▶ [ASSIGNMENT 1]: In the passage on advanced civilizations, what is the title of the Netflix documentary it recommends?
▶ [ASSIGNMENT 2]: List the signatures that the passage on advanced civilizations says we sweep the skies for in the 21st century.
▶ [ASSIGNMENT 3]: Repeat everything in the passage on advanced civilizations from "If you enjoy" down to "few thousand years.".

*** Opening of GIVEN PASSAGE ***

There is one important exception: a civilization might spread not to get ahead but to survive – scattering small and continuously updated “backup” colonies as insurance against the asteroid or the nearby supernova. That kind of expansion does not worry about falling behind the frontier. Yet my intuition is that a civilization so advanced has more elegant insurance than seeding the galaxy with copies that always fall behind, every update arriving centuries out of date.
And there is another reason, the one that would explain the paradox even if everything above were wrong. The science-fiction writer Karl Schroeder sharpened Arthur C. Clarke’s famous line for exactly this argument: any sufficiently advanced technology is indistinguishable not from magic, but from nature. We would not recognize them even while staring straight at them.
If you enjoy visual illustrations, you could watch the Netflix documentary about the first encounters with previously uncontacted tribes in the Brazilian Amazon, First Contact. These tribes are exactly us, Homo sapiens. Their bodies and brains are identical to ours, and they share 99.9999% of our history, having been separated from the rest of civilization for a few thousand years.
But if we show that same tribe a valley that has been strip-mined to bedrock, they would never guess that humans did this. Other people, in their experience, leave a spear in the back, a hunted-out forest, a scout who does not come home. All the marks of other tribes at their own level. A force that swallows a whole valley is not people. It is an angry god or some strange face of nature. The one explanation they would never consider is “someone like us, only further along.” And so do we, in the 21st century, sweep the skies for the signatures we ourselves would broadcast at our current stage – narrowband radio, the infrared heat of a Dyson sphere, a star blinking behind some vast machine. That is our version of scanning the treeline for enemy scouts. A civilization a thousand years past us is as likely to send these signals as we are to communicate through smoke. Whatever an advanced species leaves behind, we assume “nature,” not “neighbor.”

*** Close of GIVEN PASSAGE ***
*** Opening of EXCERPTED RECORDS ***

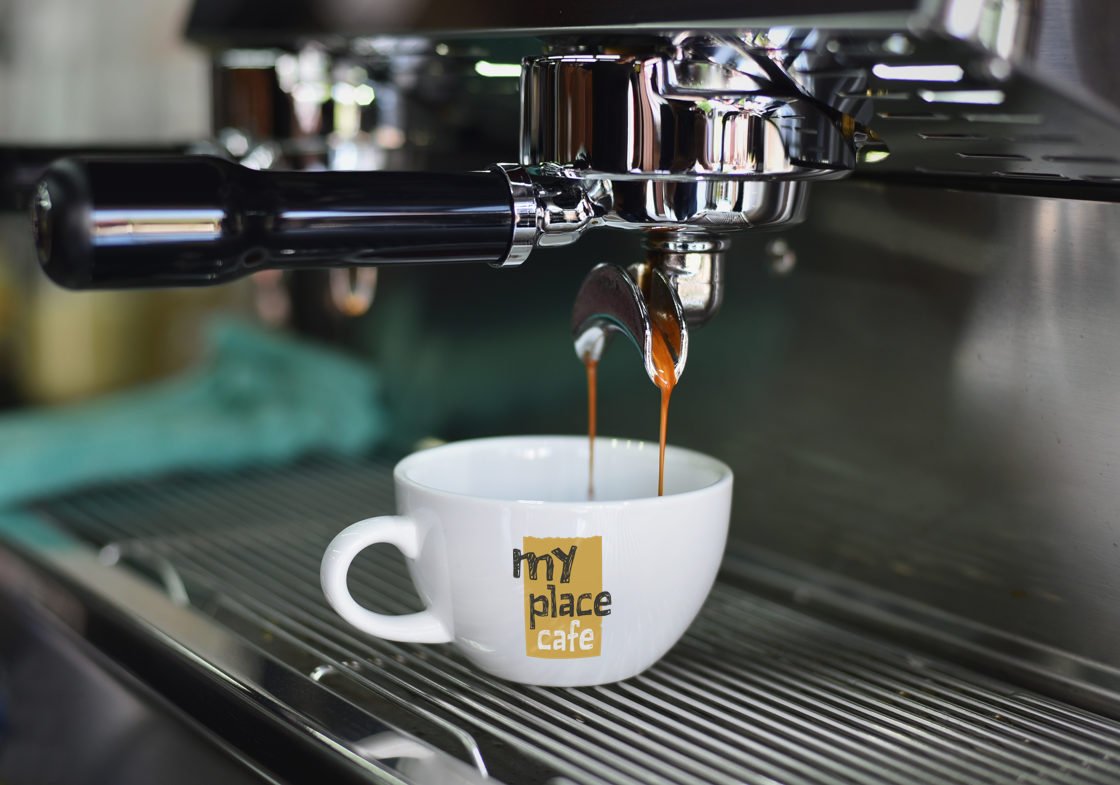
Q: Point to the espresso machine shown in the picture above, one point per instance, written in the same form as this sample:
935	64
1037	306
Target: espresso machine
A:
882	229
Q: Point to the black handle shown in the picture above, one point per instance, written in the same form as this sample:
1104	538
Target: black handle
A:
110	223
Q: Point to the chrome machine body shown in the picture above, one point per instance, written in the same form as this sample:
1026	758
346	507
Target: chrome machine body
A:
916	382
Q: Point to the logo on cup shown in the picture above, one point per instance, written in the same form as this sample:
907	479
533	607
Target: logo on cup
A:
565	601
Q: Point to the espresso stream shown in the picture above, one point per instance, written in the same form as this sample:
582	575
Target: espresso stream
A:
665	379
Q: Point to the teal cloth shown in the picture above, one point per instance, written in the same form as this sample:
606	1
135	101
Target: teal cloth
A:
260	398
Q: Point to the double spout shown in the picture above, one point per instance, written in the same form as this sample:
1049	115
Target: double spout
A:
651	304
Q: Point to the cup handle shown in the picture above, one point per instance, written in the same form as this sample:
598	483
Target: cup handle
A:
395	530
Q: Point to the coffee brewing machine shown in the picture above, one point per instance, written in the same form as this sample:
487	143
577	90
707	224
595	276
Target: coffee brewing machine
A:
915	380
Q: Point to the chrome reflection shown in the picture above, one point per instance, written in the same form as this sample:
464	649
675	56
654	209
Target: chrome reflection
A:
145	226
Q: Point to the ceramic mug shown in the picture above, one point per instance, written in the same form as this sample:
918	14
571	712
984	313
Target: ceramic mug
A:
529	578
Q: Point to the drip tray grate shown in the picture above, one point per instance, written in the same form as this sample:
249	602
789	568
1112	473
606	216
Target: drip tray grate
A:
756	692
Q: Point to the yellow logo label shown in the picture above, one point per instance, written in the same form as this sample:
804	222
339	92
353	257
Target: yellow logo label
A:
565	601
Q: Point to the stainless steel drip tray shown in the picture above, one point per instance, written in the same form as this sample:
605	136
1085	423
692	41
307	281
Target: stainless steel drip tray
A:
756	692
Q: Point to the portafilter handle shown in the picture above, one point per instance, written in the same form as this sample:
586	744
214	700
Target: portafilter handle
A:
178	221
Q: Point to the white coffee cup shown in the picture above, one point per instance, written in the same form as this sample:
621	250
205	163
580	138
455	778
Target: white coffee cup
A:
531	580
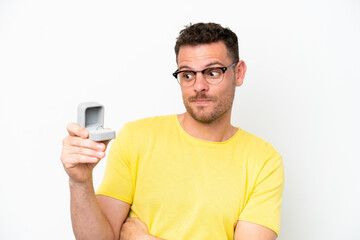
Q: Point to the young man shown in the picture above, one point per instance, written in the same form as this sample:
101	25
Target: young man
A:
186	176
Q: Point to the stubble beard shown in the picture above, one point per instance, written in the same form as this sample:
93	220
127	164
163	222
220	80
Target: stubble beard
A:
222	106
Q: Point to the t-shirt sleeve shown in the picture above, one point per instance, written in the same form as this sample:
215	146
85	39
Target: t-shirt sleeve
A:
118	181
264	204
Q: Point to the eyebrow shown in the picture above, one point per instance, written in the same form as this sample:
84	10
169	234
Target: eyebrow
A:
206	66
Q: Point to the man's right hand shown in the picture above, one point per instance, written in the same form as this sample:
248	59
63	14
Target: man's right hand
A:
80	155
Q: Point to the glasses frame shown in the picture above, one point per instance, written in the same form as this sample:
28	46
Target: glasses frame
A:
223	69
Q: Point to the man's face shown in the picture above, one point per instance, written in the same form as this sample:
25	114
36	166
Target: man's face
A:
203	101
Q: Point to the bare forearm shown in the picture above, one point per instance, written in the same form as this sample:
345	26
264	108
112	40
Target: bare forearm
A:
88	221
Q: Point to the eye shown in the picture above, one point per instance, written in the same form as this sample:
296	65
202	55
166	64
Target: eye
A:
186	76
213	73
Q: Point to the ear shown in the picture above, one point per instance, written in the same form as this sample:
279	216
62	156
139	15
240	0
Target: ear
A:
240	73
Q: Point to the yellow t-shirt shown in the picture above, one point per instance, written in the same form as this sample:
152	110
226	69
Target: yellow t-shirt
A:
185	188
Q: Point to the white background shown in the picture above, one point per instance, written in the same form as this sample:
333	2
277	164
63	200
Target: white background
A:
300	94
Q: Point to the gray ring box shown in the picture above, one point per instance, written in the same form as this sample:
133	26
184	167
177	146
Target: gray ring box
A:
91	116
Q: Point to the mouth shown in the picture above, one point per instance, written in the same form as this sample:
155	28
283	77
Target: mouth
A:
201	101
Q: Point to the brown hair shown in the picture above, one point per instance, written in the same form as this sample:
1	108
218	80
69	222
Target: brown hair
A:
202	33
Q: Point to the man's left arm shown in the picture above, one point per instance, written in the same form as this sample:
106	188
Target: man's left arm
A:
134	228
252	231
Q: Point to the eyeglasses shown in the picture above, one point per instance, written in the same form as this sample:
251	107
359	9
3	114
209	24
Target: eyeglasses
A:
212	76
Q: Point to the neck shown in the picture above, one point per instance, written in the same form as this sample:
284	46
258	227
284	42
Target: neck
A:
218	130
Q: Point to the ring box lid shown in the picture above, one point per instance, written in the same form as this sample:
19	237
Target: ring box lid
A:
90	115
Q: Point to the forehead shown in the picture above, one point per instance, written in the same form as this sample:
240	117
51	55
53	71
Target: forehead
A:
201	55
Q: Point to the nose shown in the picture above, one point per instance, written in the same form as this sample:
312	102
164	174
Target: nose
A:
200	84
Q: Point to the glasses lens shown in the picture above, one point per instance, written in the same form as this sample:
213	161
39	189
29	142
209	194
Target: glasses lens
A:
213	75
186	78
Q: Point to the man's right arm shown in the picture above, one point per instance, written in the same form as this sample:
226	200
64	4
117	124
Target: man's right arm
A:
93	217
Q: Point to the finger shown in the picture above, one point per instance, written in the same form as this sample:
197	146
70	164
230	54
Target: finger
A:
71	160
76	130
85	151
85	143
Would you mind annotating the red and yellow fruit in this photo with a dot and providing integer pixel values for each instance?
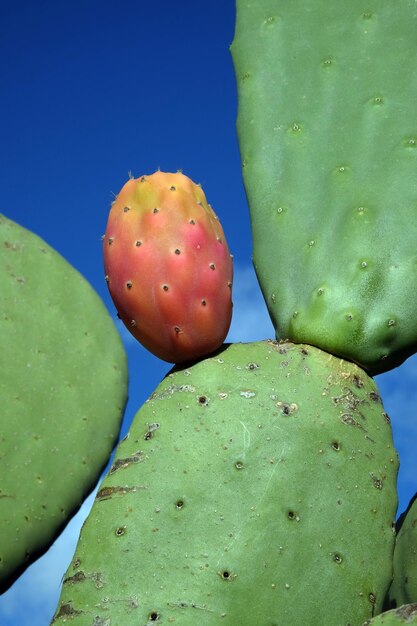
(168, 267)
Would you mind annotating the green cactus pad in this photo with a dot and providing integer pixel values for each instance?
(327, 128)
(406, 614)
(404, 586)
(255, 487)
(63, 390)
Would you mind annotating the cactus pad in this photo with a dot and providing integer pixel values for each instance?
(328, 138)
(63, 390)
(255, 487)
(406, 614)
(404, 587)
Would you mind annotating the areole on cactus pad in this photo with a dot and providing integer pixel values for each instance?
(328, 139)
(168, 266)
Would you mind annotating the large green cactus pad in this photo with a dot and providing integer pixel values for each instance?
(327, 128)
(255, 487)
(404, 586)
(62, 389)
(406, 614)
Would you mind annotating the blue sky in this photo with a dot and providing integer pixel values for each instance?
(90, 91)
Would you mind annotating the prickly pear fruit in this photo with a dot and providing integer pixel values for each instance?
(405, 614)
(327, 108)
(168, 267)
(257, 486)
(63, 389)
(404, 585)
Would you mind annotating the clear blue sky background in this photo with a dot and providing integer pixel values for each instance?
(91, 90)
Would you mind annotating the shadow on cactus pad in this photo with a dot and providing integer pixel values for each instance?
(63, 388)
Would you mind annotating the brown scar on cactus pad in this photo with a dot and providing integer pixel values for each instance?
(168, 267)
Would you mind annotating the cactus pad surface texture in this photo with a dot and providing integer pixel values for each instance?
(404, 587)
(168, 266)
(257, 486)
(405, 614)
(327, 127)
(63, 390)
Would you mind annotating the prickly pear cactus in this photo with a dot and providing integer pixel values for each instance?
(168, 266)
(404, 587)
(406, 614)
(255, 487)
(328, 139)
(62, 388)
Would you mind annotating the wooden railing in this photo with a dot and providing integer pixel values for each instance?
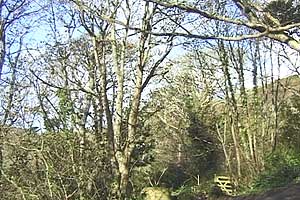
(225, 184)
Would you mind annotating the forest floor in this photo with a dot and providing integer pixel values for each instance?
(291, 192)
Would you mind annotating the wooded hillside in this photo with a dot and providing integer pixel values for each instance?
(113, 99)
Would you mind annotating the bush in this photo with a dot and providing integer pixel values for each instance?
(282, 168)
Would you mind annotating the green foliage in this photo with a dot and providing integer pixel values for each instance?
(282, 168)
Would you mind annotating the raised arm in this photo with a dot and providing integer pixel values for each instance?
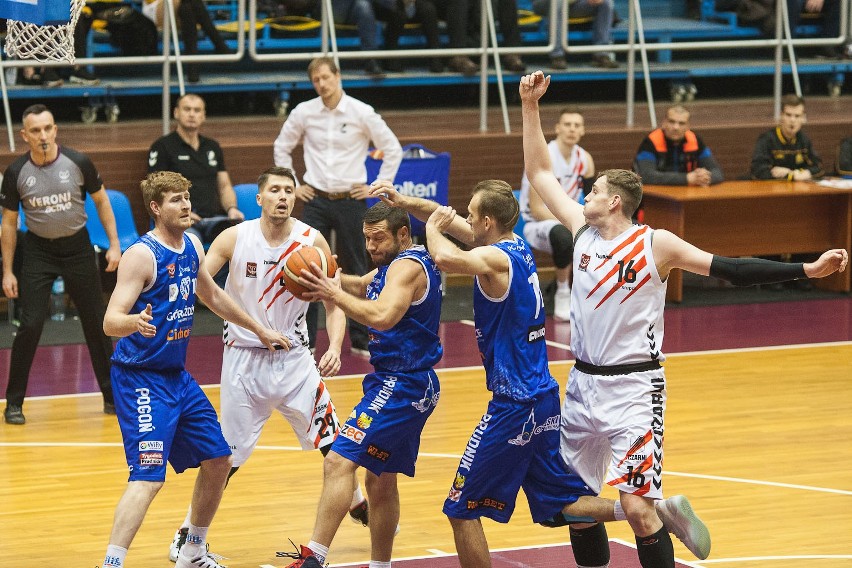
(420, 208)
(537, 158)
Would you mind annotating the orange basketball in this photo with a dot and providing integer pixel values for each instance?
(302, 259)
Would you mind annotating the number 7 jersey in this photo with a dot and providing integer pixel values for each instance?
(617, 298)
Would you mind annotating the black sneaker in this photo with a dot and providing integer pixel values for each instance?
(50, 78)
(360, 513)
(14, 414)
(82, 76)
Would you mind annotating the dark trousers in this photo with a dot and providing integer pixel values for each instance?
(346, 217)
(73, 258)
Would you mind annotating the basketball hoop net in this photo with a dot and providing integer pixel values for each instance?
(43, 43)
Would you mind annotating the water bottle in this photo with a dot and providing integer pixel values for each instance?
(57, 300)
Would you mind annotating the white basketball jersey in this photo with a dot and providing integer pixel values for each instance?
(255, 282)
(570, 174)
(617, 299)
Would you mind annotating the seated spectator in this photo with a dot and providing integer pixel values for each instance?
(603, 14)
(363, 14)
(785, 152)
(572, 166)
(675, 155)
(423, 12)
(190, 15)
(506, 16)
(200, 160)
(844, 158)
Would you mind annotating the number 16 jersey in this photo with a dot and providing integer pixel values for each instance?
(617, 298)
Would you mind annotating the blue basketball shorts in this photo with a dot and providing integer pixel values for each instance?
(164, 416)
(383, 432)
(514, 446)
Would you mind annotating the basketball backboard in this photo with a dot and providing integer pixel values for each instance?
(40, 12)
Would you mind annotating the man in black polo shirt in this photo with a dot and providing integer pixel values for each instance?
(51, 183)
(199, 159)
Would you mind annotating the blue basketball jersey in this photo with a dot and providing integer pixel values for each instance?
(510, 330)
(413, 343)
(172, 299)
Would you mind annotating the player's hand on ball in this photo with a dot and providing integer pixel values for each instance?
(142, 325)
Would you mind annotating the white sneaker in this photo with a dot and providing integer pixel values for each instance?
(680, 520)
(562, 304)
(206, 560)
(174, 548)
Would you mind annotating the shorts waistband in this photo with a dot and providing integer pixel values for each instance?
(332, 196)
(609, 370)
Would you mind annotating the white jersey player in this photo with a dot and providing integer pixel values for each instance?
(572, 166)
(612, 417)
(256, 382)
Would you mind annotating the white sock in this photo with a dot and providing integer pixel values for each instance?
(319, 551)
(195, 540)
(357, 497)
(185, 524)
(114, 557)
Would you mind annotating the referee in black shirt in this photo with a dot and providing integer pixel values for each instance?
(51, 184)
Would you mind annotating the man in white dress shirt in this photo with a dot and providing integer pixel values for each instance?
(335, 131)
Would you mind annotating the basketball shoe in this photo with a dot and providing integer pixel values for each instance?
(304, 557)
(680, 520)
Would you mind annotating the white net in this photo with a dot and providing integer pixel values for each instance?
(43, 43)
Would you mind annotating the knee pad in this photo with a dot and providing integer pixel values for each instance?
(590, 546)
(562, 243)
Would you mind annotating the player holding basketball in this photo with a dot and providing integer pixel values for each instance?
(612, 417)
(256, 382)
(400, 302)
(163, 413)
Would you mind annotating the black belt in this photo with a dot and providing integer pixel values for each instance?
(609, 370)
(335, 196)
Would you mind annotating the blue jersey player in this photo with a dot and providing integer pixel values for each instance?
(163, 414)
(516, 442)
(400, 303)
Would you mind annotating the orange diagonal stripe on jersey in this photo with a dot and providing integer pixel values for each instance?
(637, 249)
(635, 288)
(293, 246)
(626, 242)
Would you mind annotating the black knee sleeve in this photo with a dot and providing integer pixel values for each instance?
(590, 546)
(562, 242)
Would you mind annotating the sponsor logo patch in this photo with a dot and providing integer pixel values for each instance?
(353, 433)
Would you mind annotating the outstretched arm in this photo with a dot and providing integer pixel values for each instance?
(670, 251)
(537, 159)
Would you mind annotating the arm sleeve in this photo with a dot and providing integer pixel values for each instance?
(761, 159)
(385, 140)
(748, 271)
(844, 158)
(288, 138)
(9, 196)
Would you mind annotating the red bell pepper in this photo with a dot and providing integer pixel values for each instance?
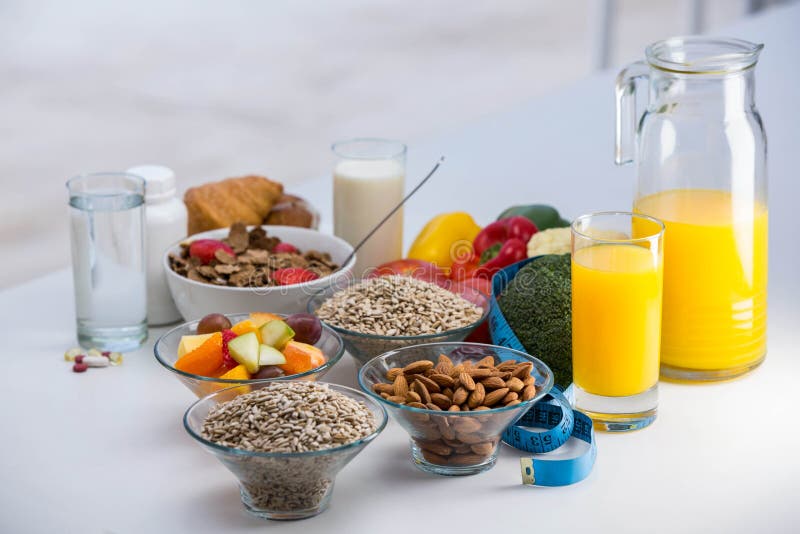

*** Close of EXCERPTED RECORDS ***

▶ [PROBLEM SOLUTION 1]: First Contact

▶ [PROBLEM SOLUTION 2]:
- Narrowband radio
- The infrared heat of a Dyson sphere
- A star blinking behind some vast machine

▶ [PROBLEM SOLUTION 3]:
If you enjoy visual illustrations, you could watch the Netflix documentary about the first encounters with previously uncontacted tribes in the Brazilian Amazon, First Contact. These tribes are exactly us, Homo sapiens. Their bodies and brains are identical to ours, and they share 99.9999% of our history, having been separated from the rest of civilization for a few thousand years.